### WHAT YOU HAVE TO DO
Give back all the entries below. Omit none of them.
..............................
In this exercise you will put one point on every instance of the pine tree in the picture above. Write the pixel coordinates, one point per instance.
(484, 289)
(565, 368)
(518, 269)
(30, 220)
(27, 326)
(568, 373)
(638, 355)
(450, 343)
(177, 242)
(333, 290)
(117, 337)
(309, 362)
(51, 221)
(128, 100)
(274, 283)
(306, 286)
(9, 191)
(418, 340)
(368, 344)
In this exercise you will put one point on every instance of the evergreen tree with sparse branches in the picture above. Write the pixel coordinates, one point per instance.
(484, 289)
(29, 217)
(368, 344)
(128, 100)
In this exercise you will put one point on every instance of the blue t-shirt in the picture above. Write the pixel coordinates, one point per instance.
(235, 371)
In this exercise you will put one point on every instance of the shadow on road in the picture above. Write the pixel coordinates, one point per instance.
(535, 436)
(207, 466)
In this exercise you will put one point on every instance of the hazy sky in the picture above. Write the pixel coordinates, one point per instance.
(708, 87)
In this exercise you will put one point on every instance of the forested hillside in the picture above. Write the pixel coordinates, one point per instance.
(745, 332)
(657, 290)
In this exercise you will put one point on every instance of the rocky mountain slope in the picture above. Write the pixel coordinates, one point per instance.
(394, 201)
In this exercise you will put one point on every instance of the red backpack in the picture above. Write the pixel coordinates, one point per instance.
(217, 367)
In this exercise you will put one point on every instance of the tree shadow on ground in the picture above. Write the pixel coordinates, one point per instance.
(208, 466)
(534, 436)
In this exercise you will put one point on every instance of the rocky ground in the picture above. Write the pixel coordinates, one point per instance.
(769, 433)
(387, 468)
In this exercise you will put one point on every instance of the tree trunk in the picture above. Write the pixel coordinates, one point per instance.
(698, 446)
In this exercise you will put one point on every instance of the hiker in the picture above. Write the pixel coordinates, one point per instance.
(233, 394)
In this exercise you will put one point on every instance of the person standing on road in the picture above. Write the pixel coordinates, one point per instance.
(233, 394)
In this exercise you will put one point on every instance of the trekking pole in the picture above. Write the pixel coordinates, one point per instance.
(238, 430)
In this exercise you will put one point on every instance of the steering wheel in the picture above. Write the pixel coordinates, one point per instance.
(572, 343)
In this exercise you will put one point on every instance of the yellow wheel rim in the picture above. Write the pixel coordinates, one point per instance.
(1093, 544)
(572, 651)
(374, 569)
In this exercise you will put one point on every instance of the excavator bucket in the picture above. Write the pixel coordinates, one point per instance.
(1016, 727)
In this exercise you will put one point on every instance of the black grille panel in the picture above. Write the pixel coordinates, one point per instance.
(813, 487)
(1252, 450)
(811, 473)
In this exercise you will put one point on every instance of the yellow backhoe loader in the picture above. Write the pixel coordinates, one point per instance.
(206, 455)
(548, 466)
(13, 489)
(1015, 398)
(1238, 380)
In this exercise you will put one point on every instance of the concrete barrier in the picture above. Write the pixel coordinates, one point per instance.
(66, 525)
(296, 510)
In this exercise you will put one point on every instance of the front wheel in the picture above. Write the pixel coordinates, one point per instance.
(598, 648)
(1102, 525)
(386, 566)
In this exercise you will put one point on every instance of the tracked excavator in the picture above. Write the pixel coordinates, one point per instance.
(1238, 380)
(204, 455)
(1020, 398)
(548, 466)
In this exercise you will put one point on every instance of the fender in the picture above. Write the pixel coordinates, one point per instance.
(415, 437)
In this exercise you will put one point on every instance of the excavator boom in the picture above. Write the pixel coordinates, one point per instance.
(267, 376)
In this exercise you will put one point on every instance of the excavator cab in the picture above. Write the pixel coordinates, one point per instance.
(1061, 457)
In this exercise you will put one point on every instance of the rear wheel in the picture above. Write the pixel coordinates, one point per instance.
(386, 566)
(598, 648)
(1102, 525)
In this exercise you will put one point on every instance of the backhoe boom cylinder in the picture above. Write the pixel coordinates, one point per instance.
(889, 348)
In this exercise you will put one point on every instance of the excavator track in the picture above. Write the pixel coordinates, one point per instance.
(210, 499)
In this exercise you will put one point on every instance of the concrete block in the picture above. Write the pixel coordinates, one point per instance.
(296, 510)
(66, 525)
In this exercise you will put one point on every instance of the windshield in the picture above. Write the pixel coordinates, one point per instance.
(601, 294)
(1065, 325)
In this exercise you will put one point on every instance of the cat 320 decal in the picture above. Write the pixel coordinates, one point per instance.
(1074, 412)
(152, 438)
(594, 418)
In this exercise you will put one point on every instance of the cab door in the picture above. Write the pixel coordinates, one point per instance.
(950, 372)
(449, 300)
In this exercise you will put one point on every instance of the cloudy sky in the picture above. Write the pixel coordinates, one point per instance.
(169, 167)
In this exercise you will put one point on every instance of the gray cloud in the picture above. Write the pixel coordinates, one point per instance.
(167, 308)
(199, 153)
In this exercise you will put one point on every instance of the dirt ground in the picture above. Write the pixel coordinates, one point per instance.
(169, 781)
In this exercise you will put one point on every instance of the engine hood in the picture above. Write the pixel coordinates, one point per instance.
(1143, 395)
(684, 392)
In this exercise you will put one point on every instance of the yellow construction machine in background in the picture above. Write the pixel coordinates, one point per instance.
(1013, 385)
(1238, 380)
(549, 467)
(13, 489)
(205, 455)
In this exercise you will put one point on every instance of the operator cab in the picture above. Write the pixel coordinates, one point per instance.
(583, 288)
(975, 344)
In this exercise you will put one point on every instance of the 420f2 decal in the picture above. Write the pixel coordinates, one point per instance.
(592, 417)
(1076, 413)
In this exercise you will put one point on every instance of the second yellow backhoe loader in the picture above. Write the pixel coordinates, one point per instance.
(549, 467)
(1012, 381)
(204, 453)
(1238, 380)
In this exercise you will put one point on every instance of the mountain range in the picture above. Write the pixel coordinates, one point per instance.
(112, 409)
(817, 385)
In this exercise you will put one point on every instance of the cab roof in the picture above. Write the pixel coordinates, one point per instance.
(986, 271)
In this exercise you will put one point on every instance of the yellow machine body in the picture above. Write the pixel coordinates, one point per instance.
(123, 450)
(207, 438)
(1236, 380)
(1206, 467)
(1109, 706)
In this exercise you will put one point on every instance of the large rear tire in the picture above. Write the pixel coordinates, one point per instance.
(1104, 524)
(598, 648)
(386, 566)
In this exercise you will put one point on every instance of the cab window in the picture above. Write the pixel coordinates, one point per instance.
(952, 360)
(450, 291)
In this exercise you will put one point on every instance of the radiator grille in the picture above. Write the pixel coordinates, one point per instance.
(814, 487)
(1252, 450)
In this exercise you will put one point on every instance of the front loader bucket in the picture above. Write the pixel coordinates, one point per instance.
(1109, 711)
..............................
### WRITTEN RESPONSE
In this exercise you will put one point on every instance of the pine tree in the picture above. Write the pixel coordinates, one point per instance.
(484, 289)
(565, 368)
(518, 269)
(30, 220)
(27, 326)
(568, 373)
(638, 355)
(450, 343)
(177, 242)
(333, 290)
(117, 337)
(309, 362)
(51, 221)
(128, 100)
(274, 283)
(306, 286)
(9, 191)
(418, 340)
(368, 344)
In this exercise you will put one point on every instance of the evergreen tree with sparse branches in the picture above. Write the pixel coordinates, one point per instance.
(484, 289)
(29, 217)
(368, 344)
(128, 100)
In this exercise you will put one point on every instance of the blue t-shirt in the picture above. Write the pixel coordinates, one point per instance.
(235, 371)
In this exercise you will put one point on every instance of the shadow on road in the picture above. Write the pixel coordinates, one point per instance.
(535, 436)
(207, 466)
In this exercise you will put one point on every instance of the hazy sky in the picture above. Write the pixel coordinates, one point per instance.
(708, 87)
In this exercise you will put one point on every instance of the forested hillside in the picture above. Write the pixel coordinates, one point per instance.
(745, 332)
(657, 290)
In this exercise you will put one point on every instance of the rocky mountain slope in the picture above. Write the pixel coordinates, one point per instance.
(394, 201)
In this exercise you will put one point on every instance of the red backpack in the picture above. Write the pixel coordinates, one point per instance.
(217, 367)
In this exercise you will put one point on every instance of the tree shadow on ground in the picture above. Write the pixel coordinates, one point per instance.
(208, 466)
(534, 436)
In this exercise you will put one point on every instance of the rocky ground in the picture above. Write the pixel coordinates, one point per instance.
(769, 433)
(387, 468)
In this exercise you will put one point on every instance of the tree trunk in the picture above. Write the pixel coordinates, one point per instance.
(698, 446)
In this exercise you will put one point on every instance of the hiker in the picture above. Write the pixel coordinates, one point per instance.
(233, 394)
In this exercise you will put one point on every instance of the person standing on road in the picture above. Write the pixel coordinates, one point per instance.
(233, 394)
In this exercise you will put one point on every instance of the trekking pole in the picture above. Write the pixel coordinates, one point per instance.
(238, 430)
In this exercise you will put one point on every instance of the steering wheel in the picture above. Write the pixel coordinates, one point per instance.
(572, 343)
In this exercise you will put one point on every instance of the yellow wheel rim in the picture above. Write the pixel coordinates, one point per instance.
(1093, 544)
(572, 651)
(374, 569)
In this exercise you will put one point on every instance of the excavator bucket in the picture above. Write the pixel coordinates, one point per instance.
(1016, 727)
In this exercise you will put one point on every instance of the black grille panel in the picture above. Write the pixel coordinates, one point per instance.
(813, 487)
(1252, 450)
(811, 473)
In this exercise you will put one point on every instance of the yellow backhoe loader in the picture above. Write the pixel coordinates, one point per instance.
(206, 455)
(548, 466)
(13, 489)
(1015, 398)
(1238, 380)
In this exercise you will put one point on every instance of the concrete barrier in the picture above. Write the pixel coordinates, one point per instance.
(66, 525)
(296, 510)
In this exercise you will put one point on every instance of the front wheel in the picture above. Write the pixel coordinates, one point per instance.
(598, 648)
(1102, 525)
(386, 566)
In this exercise you will put one point on every instance of the tracked excavator in the picture above. Write the pixel coordinates, one point per instance.
(1238, 380)
(204, 455)
(1020, 398)
(548, 466)
In this exercise you will put one point on every instance of the fender in the picture above. Write the pixel coordinates, one point per instance.
(415, 437)
In this exercise you will put one point on every instance of the excavator boom in the picture above. Write the pixel coordinates, one point per instance.
(267, 376)
In this exercise you will put one point on every instance of the excavator cab in the picture above. Write the pixel coordinates, one point per instance.
(1061, 457)
In this exercise you will put one point on every instance of the rear wheel in the picture above. Write the pixel coordinates, one point per instance.
(386, 566)
(598, 648)
(1102, 525)
In this exercise you will put one point on every instance of the backhoe boom cylinder in the picture above. Write the pixel coordinates, one point per instance.
(889, 348)
In this exercise you will put one point on every instance of the excavator track in the picture above. Write the pixel coordinates, one point per instance.
(210, 499)
In this exercise you will put one point on every instance of the concrete block in the picture above. Write the pixel coordinates, one point per instance.
(296, 510)
(66, 525)
In this exercise you will put one point on every instance of the windshield in the picture above. Write the pixel coordinates, one point per instance.
(601, 294)
(1065, 325)
In this exercise you will put one point on every instance of the cat 320 decal in the picture above. Write the pixel coordinates, one point per instance.
(1074, 412)
(152, 438)
(594, 418)
In this exercise you will put one point on every instance of the cab door in the picture above. Write the pixel coordinates, one point per instance.
(950, 372)
(449, 300)
In this exercise you will put one point on every instance of the cloudy sky in the picture above. Write the pixel coordinates, one point per instance.
(169, 167)
In this exercise you will put one point on every instance of the gray cloud in the picture above. Write the pixel coordinates, one point per instance.
(167, 308)
(199, 153)
In this exercise you will put one point on every instance of the dirt ground in the picture above. Write the pixel coordinates, one point per instance.
(169, 781)
In this exercise you will put one point on every instance of the engine hood in the picture above. Write the pixel coordinates, one point per instance.
(1143, 395)
(684, 392)
In this exercise you will put one point on every instance of the yellow construction machine in background in the picture above. Write the pixel coordinates, one point per instance.
(1013, 385)
(1238, 380)
(549, 467)
(13, 489)
(205, 455)
In this exercise you will put one point on every instance of the operator cab in the picture above. Write the pixel coordinates, one point per instance.
(583, 288)
(975, 344)
In this exercise you will put one point on every instance of the 420f2 decal in the picture above. Write the pixel coordinates, one point per instance.
(592, 417)
(1076, 413)
In this exercise you will put one point on every instance of the second yellow backhoe loader in the picture above. Write the pixel coordinates, one point per instance.
(549, 467)
(1012, 381)
(204, 453)
(1238, 380)
In this exercise you will put one point on every instance of the mountain range in the picture above. Write the pixel coordinates, one point per instance.
(112, 409)
(817, 385)
In this exercise you will put one point on every instance of the cab roof in the picture above. Write the pixel coordinates, one point per instance.
(986, 271)
In this exercise you will put one point on every instance of the yellow machine body in the picture above. Write the pixel coordinates, one point per instance.
(123, 450)
(207, 438)
(1236, 380)
(1206, 467)
(1109, 706)
In this exercise you will put one point on every instance of the large rear tire in the picture above. Write the pixel coordinates, one point per instance.
(1104, 524)
(598, 648)
(386, 566)
In this exercise you will put one point on every instance of the cab window in the picture above. Write the pixel coordinates, one point per instance.
(952, 360)
(450, 291)
In this exercise you will put one point on every instance of the radiator grille in the picture above. Write the pixel coordinates, one point per instance.
(814, 487)
(1252, 450)
In this exercise you will put one point on every instance of the front loader bucket in the picture above. Write the pixel coordinates, one point per instance.
(1109, 711)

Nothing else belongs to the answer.